Exercise description - Retype the passage of the mailing-list reply about PME forces from "2013-01-15 Thread Florian" up to and including "to further literature.".

2013-01-15 Thread Florian Dommert
Hi Thomas,

 There are different possibilities to derive the forces from the PME method.
Usually with SPME, the so called analytical differentiation scheme is
applied, where the gradient of the reciprocal sum is directly calculated.
This is computationally very efficient, because it requires only one iFFT,
and conserves energy. The other method is to perform the differentiation in
reciprocal space, referred to as ik differentiation. This requires 3 iFFTs,
but conserves momentum. The Ewald sum is using the latter method.
There are several articles describing the methods and testing their
accuracy. If you do an error estimate with the GROMACS tool g_pme_error, you
will get a hint to a paper, which discusses the different methods and error
estimates and refers to further literature. 

/Flo
---
Florian Dommert
Dipl. Phys.

Institut für Computerphysik
Universität Stuttgart
Allmandring 3
D-70569 Stuttgart

Tel.: 0711-68563613
Fax: 0711-68563658


 -Ursprüngliche Nachricht-
 Von: gmx-users-boun...@gromacs.org [mailto:gmx-users-
 boun...@gromacs.org] Im Auftrag von Schlesier, Thomas
 Gesendet: Dienstag, 15. Januar 2013 21:56
 An: gmx-users@gromacs.org
 Betreff: [gmx-users] How do forces from PME get calculated?

[Pointing records]
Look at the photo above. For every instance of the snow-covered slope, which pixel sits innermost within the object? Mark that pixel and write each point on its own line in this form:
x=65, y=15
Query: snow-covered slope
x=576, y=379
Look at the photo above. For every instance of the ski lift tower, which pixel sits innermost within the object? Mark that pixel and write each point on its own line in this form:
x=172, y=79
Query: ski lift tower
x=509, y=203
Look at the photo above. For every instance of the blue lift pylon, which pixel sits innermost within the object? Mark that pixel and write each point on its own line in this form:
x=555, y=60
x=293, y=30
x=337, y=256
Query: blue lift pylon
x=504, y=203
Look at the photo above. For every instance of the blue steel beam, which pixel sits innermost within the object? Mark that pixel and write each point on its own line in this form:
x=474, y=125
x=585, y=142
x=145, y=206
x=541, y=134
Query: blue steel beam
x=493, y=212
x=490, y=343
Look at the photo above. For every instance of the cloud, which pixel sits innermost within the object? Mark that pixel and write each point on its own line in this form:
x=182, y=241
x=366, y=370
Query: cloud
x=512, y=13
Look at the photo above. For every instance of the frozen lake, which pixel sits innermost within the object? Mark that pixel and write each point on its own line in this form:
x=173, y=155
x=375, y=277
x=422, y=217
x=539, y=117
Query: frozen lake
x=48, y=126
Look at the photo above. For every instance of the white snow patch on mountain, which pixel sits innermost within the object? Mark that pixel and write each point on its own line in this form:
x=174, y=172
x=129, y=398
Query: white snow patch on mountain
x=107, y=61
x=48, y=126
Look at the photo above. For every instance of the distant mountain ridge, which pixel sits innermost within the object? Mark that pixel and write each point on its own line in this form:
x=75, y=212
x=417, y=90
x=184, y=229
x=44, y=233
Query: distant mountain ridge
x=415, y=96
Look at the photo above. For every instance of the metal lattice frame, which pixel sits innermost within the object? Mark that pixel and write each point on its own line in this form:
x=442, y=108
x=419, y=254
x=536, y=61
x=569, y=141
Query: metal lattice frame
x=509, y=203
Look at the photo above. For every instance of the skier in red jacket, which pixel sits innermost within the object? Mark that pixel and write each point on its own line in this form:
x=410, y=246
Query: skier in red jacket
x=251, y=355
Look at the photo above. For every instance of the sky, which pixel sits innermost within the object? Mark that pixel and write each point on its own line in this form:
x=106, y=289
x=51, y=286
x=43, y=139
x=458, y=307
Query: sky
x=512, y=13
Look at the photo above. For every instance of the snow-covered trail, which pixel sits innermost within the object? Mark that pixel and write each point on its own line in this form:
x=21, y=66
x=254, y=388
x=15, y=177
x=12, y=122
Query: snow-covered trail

Exercise result -
2013-01-15 Thread Florian Dommert
Hi Thomas,

 There are different possibilities to derive the forces from the PME method.
Usually with SPME, the so called analytical differentiation scheme is
applied, where the gradient of the reciprocal sum is directly calculated.
This is computationally very efficient, because it requires only one iFFT,
and conserves energy. The other method is to perform the differentiation in
reciprocal space, referred to as ik differentiation. This requires 3 iFFTs,
but conserves momentum. The Ewald sum is using the latter method.
There are several articles describing the methods and testing their
accuracy. If you do an error estimate with the GROMACS tool g_pme_error, you
will get a hint to a paper, which discusses the different methods and error
estimates and refers to further literature.